SUPPLIED MATERIAL
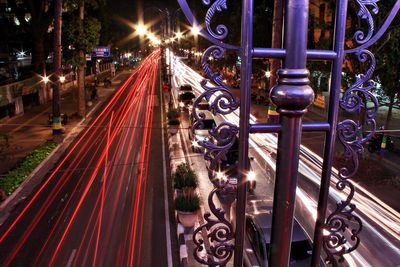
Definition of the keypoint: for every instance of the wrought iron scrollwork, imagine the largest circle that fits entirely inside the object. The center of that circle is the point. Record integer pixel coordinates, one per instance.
(342, 222)
(365, 13)
(358, 98)
(221, 31)
(219, 233)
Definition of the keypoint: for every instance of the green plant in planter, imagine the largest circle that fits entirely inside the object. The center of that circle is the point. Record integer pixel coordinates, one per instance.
(184, 177)
(173, 122)
(173, 113)
(188, 203)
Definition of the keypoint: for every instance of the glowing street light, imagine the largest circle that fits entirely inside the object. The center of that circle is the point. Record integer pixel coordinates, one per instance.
(141, 29)
(178, 35)
(45, 79)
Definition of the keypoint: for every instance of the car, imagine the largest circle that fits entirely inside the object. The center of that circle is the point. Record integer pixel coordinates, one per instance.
(258, 238)
(228, 169)
(185, 99)
(185, 88)
(203, 133)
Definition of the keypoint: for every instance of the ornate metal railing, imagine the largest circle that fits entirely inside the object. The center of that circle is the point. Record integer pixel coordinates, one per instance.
(337, 233)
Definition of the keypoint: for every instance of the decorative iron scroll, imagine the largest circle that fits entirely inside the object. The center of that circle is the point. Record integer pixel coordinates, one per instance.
(219, 234)
(342, 222)
(365, 14)
(222, 101)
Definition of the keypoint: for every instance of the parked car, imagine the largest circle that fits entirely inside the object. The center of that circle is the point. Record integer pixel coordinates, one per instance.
(185, 99)
(258, 238)
(229, 167)
(375, 143)
(186, 88)
(203, 133)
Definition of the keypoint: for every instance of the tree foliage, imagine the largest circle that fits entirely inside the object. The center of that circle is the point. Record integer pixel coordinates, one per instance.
(73, 40)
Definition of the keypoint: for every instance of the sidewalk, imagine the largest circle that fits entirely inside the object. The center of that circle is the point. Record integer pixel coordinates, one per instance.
(28, 131)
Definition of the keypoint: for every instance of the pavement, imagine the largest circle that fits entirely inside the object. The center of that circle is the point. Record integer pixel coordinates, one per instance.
(23, 139)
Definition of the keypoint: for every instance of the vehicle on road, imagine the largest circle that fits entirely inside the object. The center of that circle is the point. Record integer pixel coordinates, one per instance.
(185, 99)
(228, 168)
(375, 143)
(202, 133)
(185, 88)
(258, 238)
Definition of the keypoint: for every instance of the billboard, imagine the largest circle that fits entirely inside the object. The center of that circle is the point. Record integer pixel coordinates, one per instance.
(101, 51)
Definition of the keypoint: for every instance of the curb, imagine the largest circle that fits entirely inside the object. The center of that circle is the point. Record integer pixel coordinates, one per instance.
(183, 250)
(177, 157)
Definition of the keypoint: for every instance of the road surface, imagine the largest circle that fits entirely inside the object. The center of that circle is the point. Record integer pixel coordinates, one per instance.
(104, 204)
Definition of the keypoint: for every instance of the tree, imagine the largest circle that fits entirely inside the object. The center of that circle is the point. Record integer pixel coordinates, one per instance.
(81, 35)
(57, 68)
(388, 63)
(41, 16)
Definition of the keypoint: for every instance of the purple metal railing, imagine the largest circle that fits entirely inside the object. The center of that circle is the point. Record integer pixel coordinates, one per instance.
(292, 95)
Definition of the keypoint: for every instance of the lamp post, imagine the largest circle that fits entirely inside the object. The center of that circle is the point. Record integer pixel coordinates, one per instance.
(57, 69)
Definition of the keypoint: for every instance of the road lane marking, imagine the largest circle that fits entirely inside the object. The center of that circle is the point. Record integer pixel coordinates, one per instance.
(71, 258)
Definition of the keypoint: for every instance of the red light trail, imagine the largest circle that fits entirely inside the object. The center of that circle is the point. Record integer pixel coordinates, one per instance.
(107, 148)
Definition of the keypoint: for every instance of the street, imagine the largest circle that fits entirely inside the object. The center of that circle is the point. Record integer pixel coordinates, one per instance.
(103, 203)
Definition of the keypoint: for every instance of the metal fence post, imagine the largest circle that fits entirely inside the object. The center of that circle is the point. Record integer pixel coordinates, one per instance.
(292, 96)
(245, 87)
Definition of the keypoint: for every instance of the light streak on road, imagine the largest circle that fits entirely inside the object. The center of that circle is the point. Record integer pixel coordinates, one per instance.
(106, 170)
(380, 221)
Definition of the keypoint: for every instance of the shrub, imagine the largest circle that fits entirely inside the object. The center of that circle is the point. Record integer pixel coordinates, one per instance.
(17, 175)
(174, 122)
(189, 203)
(184, 177)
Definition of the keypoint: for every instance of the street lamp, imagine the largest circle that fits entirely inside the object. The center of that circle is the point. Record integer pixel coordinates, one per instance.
(195, 30)
(141, 29)
(179, 35)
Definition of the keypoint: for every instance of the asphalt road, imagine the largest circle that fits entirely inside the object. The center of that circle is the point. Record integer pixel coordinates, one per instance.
(104, 203)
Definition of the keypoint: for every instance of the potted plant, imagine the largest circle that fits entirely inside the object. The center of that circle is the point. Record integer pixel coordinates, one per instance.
(187, 207)
(173, 120)
(173, 113)
(184, 179)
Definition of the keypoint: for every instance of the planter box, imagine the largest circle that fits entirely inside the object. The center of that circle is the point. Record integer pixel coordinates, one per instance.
(187, 219)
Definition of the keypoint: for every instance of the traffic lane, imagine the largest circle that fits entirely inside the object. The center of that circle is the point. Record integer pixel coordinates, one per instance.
(153, 241)
(132, 193)
(38, 208)
(80, 239)
(87, 168)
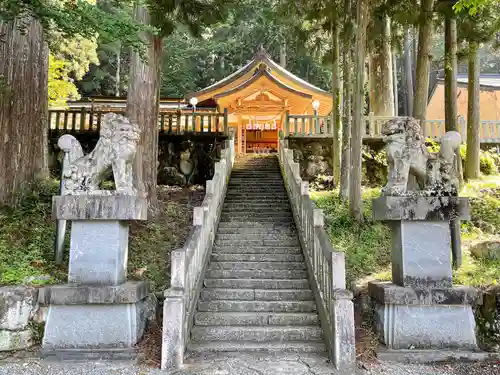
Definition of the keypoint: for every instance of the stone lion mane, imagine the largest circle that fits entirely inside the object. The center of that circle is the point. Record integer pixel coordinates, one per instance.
(115, 151)
(408, 155)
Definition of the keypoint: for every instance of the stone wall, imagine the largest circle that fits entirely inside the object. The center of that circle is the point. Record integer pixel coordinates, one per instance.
(195, 155)
(20, 312)
(315, 159)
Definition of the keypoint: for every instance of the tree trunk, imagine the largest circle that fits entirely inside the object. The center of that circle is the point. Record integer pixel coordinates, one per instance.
(408, 73)
(450, 74)
(346, 121)
(395, 83)
(118, 70)
(381, 79)
(23, 107)
(142, 108)
(355, 199)
(473, 118)
(283, 54)
(423, 60)
(336, 108)
(450, 86)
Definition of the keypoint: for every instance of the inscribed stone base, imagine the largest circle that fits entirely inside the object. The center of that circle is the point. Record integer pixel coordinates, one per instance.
(421, 253)
(96, 326)
(426, 326)
(98, 252)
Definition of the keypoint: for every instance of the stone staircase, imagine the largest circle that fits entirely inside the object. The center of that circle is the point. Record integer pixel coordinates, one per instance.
(256, 294)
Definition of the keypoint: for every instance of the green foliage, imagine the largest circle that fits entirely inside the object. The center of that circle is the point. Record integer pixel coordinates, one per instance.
(68, 18)
(60, 86)
(489, 161)
(366, 245)
(194, 62)
(374, 167)
(26, 238)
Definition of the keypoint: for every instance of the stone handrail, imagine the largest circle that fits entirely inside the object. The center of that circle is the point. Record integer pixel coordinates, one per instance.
(326, 267)
(188, 264)
(304, 126)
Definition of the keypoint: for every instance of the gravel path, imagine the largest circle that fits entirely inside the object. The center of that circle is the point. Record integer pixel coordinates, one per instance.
(242, 364)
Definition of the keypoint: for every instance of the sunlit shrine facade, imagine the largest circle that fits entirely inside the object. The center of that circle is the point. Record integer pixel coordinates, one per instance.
(258, 98)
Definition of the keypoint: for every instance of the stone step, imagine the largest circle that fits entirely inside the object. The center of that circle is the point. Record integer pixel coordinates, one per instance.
(256, 306)
(256, 347)
(258, 334)
(268, 181)
(257, 274)
(287, 242)
(282, 218)
(233, 266)
(250, 319)
(211, 294)
(256, 194)
(261, 190)
(257, 283)
(253, 200)
(257, 236)
(258, 205)
(254, 225)
(257, 231)
(221, 257)
(262, 210)
(263, 176)
(257, 250)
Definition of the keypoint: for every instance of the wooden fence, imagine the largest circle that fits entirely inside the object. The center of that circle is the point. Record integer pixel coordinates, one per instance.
(176, 123)
(310, 126)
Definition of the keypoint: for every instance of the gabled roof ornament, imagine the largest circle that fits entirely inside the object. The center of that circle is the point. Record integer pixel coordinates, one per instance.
(262, 50)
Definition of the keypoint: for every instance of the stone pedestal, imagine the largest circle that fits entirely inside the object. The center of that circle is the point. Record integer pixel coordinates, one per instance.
(420, 309)
(98, 314)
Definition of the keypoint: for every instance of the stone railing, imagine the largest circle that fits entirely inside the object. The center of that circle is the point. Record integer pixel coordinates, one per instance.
(188, 264)
(326, 267)
(310, 126)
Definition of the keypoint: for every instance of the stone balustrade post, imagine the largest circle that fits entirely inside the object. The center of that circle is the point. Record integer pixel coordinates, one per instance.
(421, 309)
(98, 314)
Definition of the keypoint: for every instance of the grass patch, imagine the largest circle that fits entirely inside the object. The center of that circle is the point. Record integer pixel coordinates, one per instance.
(152, 241)
(367, 245)
(27, 238)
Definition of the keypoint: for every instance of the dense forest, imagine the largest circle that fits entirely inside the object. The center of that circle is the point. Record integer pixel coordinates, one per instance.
(383, 53)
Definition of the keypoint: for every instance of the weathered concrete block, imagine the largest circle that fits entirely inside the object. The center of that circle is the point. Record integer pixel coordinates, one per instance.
(426, 326)
(95, 326)
(17, 307)
(74, 294)
(15, 340)
(421, 253)
(99, 207)
(98, 252)
(388, 293)
(389, 208)
(173, 339)
(344, 332)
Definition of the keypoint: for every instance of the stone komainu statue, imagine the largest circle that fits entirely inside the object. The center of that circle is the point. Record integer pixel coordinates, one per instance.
(407, 154)
(115, 151)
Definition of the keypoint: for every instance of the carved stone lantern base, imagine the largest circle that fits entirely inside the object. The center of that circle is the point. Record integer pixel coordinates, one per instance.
(420, 309)
(98, 314)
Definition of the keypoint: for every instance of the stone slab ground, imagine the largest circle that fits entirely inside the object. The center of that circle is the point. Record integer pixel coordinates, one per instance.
(240, 364)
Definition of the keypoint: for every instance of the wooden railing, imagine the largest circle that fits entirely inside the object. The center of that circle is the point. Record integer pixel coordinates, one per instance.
(188, 264)
(325, 266)
(85, 121)
(310, 126)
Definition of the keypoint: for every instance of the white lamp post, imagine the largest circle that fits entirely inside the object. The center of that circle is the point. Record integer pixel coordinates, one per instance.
(315, 107)
(193, 101)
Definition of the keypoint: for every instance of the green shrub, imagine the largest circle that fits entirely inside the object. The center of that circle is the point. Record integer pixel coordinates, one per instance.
(27, 237)
(366, 245)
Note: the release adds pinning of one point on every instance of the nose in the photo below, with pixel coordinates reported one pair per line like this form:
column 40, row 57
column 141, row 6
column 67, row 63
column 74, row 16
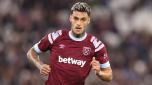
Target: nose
column 78, row 23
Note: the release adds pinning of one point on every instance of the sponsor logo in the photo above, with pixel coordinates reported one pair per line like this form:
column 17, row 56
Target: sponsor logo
column 70, row 60
column 86, row 51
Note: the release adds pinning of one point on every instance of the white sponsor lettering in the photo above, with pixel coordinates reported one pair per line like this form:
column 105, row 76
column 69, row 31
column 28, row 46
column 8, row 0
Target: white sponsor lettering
column 69, row 60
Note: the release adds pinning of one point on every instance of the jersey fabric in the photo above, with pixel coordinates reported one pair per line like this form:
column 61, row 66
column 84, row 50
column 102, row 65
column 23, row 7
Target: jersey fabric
column 71, row 57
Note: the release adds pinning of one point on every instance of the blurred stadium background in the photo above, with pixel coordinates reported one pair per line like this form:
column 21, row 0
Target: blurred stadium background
column 124, row 25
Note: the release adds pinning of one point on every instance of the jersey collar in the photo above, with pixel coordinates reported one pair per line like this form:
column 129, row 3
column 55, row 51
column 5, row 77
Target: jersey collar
column 77, row 39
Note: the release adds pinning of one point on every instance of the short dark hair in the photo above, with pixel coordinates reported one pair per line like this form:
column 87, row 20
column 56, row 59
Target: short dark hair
column 82, row 7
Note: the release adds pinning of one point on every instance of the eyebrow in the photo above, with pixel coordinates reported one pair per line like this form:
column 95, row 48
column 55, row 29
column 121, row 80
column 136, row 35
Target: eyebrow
column 79, row 18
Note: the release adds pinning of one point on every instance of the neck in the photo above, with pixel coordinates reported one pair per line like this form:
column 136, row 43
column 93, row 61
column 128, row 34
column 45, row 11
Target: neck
column 78, row 35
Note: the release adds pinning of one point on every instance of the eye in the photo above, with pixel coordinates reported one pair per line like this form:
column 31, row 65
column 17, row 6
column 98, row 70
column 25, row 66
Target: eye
column 76, row 18
column 83, row 19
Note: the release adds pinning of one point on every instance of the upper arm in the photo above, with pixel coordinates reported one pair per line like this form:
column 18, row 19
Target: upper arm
column 101, row 53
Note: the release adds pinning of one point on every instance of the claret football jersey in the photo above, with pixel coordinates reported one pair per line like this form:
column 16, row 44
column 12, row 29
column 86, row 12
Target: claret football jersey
column 70, row 57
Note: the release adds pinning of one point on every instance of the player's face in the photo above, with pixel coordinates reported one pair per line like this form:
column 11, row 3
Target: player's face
column 79, row 22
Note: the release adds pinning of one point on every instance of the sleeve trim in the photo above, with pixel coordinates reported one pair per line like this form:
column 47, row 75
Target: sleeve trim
column 50, row 39
column 36, row 48
column 99, row 48
column 105, row 65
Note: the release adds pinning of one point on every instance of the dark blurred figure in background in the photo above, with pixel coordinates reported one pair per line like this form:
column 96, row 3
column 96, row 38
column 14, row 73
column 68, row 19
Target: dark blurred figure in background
column 124, row 25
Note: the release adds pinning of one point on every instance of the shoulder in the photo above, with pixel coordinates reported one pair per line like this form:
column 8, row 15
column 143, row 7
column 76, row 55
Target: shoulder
column 97, row 43
column 52, row 36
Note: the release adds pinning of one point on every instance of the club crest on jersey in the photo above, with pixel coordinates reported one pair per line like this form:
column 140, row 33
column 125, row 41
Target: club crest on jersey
column 86, row 51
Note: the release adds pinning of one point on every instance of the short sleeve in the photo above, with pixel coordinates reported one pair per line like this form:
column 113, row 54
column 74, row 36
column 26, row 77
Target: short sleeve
column 102, row 57
column 43, row 45
column 47, row 41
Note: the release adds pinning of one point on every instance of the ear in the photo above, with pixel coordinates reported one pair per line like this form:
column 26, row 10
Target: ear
column 70, row 18
column 88, row 20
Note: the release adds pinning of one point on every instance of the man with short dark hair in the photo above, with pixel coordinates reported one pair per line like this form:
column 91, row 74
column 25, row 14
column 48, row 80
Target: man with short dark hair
column 73, row 52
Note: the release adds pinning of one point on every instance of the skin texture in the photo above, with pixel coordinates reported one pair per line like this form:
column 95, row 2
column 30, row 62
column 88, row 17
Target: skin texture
column 79, row 22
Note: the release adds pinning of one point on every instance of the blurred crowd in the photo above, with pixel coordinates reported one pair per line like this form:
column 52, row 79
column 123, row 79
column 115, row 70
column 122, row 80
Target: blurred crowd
column 123, row 25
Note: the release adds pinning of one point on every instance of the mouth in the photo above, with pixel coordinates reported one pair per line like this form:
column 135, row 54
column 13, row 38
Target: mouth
column 78, row 28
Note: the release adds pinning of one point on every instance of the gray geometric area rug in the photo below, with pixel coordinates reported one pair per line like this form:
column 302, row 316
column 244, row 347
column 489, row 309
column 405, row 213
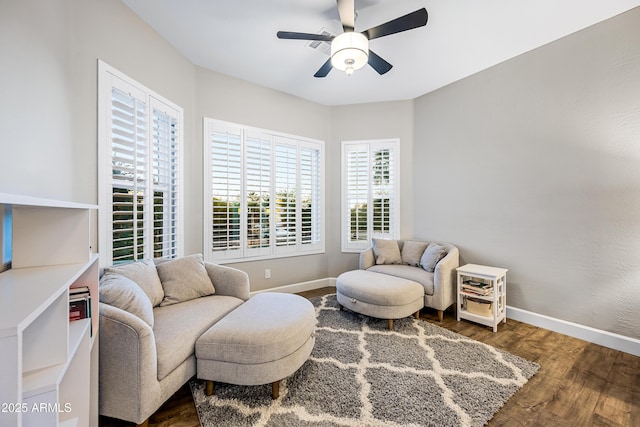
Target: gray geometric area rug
column 362, row 374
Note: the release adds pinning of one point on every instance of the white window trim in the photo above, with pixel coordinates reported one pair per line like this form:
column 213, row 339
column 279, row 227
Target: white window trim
column 371, row 144
column 106, row 76
column 244, row 255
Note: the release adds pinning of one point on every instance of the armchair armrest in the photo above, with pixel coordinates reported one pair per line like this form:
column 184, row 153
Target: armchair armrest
column 444, row 279
column 229, row 281
column 367, row 259
column 128, row 365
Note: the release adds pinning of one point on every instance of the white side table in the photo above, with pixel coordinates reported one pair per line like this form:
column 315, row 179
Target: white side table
column 482, row 294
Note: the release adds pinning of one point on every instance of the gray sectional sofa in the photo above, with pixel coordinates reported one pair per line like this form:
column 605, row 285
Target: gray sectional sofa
column 151, row 314
column 431, row 264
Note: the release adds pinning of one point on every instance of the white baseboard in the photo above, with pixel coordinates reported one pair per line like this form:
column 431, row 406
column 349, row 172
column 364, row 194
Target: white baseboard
column 301, row 287
column 586, row 333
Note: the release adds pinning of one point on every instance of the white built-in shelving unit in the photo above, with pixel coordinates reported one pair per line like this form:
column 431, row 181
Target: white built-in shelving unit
column 48, row 369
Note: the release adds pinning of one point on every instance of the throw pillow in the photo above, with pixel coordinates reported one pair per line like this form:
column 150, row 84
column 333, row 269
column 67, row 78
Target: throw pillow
column 412, row 252
column 386, row 251
column 122, row 292
column 431, row 256
column 145, row 275
column 184, row 279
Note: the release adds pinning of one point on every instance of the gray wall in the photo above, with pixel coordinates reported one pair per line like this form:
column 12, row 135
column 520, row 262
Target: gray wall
column 534, row 165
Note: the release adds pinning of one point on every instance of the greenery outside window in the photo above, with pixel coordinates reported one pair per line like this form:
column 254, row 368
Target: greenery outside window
column 370, row 192
column 265, row 189
column 140, row 171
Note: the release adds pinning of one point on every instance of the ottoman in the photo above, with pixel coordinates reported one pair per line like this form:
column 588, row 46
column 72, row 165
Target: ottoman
column 379, row 295
column 264, row 340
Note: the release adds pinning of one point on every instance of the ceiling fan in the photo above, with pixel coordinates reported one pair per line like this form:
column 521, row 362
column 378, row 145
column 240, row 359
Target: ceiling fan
column 350, row 50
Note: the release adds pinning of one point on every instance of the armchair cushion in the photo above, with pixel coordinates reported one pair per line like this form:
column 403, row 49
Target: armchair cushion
column 431, row 256
column 412, row 252
column 119, row 291
column 386, row 251
column 145, row 275
column 184, row 279
column 407, row 272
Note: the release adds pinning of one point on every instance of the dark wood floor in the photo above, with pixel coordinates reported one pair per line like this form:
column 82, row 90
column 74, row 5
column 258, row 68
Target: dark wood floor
column 578, row 384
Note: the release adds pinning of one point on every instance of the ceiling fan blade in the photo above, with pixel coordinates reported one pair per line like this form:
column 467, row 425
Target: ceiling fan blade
column 324, row 70
column 378, row 64
column 347, row 12
column 290, row 35
column 407, row 22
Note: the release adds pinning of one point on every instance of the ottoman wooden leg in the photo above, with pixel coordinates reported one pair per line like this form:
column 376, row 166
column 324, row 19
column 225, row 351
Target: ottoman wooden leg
column 209, row 387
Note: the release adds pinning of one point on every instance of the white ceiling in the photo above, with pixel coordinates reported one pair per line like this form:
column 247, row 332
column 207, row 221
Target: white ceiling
column 462, row 37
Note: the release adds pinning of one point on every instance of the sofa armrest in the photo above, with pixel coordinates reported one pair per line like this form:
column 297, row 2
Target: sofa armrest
column 128, row 365
column 229, row 281
column 367, row 259
column 444, row 279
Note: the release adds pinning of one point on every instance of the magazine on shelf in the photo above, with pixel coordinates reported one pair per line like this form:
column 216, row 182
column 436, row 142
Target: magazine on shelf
column 79, row 303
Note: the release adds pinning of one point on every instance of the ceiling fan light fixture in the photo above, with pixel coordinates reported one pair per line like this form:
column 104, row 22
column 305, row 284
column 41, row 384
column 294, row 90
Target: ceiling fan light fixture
column 349, row 52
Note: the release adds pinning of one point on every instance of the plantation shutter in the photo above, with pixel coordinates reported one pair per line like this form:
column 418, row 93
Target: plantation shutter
column 382, row 191
column 310, row 195
column 369, row 193
column 286, row 193
column 164, row 146
column 226, row 189
column 258, row 192
column 267, row 193
column 129, row 175
column 357, row 196
column 139, row 171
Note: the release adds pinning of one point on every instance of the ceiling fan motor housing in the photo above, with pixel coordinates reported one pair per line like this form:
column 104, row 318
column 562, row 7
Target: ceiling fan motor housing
column 349, row 51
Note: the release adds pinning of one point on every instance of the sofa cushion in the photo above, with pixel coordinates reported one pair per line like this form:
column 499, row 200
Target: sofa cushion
column 386, row 251
column 178, row 327
column 270, row 326
column 412, row 252
column 123, row 293
column 431, row 256
column 184, row 279
column 408, row 272
column 145, row 275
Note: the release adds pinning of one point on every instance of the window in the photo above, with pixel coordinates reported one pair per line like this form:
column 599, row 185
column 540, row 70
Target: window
column 140, row 167
column 265, row 190
column 370, row 192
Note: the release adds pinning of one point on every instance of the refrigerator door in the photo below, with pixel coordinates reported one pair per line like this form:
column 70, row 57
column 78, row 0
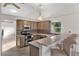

TASK TO CARRY OUT
Read the entries above, then pull out the lines that include "below".

EXERCISE ANSWER
Note: the release adds pinning of one point on every instance of the nose in the photo below, with pixel coordinates reported one pair per line like this form:
Note: the release adds pinning of one point on every instance of the gray geometric area rug in the photo below, with pixel coordinates reported one pair per line like this form:
Note: the release adds pinning of one point on every instance of the refrigerator door in the photo below, with pixel coordinates reported one pair per line like this form:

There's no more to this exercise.